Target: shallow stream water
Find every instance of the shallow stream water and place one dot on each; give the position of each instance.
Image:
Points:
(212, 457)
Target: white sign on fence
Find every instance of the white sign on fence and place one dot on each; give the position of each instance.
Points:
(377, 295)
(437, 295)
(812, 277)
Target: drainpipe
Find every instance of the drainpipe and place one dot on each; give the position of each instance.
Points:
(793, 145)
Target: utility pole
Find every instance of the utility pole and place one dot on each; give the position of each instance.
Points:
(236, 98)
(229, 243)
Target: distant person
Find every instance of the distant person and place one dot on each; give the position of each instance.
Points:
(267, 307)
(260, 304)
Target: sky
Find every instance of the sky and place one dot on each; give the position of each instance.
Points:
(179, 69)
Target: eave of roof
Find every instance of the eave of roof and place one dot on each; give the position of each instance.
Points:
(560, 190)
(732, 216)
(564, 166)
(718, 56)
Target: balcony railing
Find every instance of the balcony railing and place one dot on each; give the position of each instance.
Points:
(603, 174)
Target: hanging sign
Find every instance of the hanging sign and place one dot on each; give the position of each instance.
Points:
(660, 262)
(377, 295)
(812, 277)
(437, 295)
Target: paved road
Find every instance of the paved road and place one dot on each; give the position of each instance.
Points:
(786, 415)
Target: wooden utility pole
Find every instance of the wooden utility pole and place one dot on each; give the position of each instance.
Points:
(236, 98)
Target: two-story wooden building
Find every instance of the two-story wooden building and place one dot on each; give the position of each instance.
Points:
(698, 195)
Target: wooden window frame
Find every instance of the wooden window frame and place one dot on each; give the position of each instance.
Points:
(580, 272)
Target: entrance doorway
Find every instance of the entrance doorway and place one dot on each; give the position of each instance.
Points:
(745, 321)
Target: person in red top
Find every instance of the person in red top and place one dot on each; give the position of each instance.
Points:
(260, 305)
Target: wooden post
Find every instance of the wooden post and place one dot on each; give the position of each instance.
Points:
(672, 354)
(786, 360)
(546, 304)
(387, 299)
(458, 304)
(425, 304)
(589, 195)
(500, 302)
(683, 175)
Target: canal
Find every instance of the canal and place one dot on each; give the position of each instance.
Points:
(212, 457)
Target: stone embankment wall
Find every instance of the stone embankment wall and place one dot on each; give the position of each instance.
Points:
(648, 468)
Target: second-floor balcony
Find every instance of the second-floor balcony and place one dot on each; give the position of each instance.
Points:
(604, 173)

■ ■ ■ ■ ■

### YOUR TASK
Among the records above, only the lines between the line holding "Find every instance of the stone" and the line holding "Find every instance of the second-floor", inclusive, are to be output, exactly as written.

### ANSWER BOX
Find every instance of the stone embankment wall and place one dot on each; give the position of each instance.
Points:
(648, 468)
Target: second-floor balcony
Find every instance of the second-floor balcony and place one dot on each; give the position of each instance.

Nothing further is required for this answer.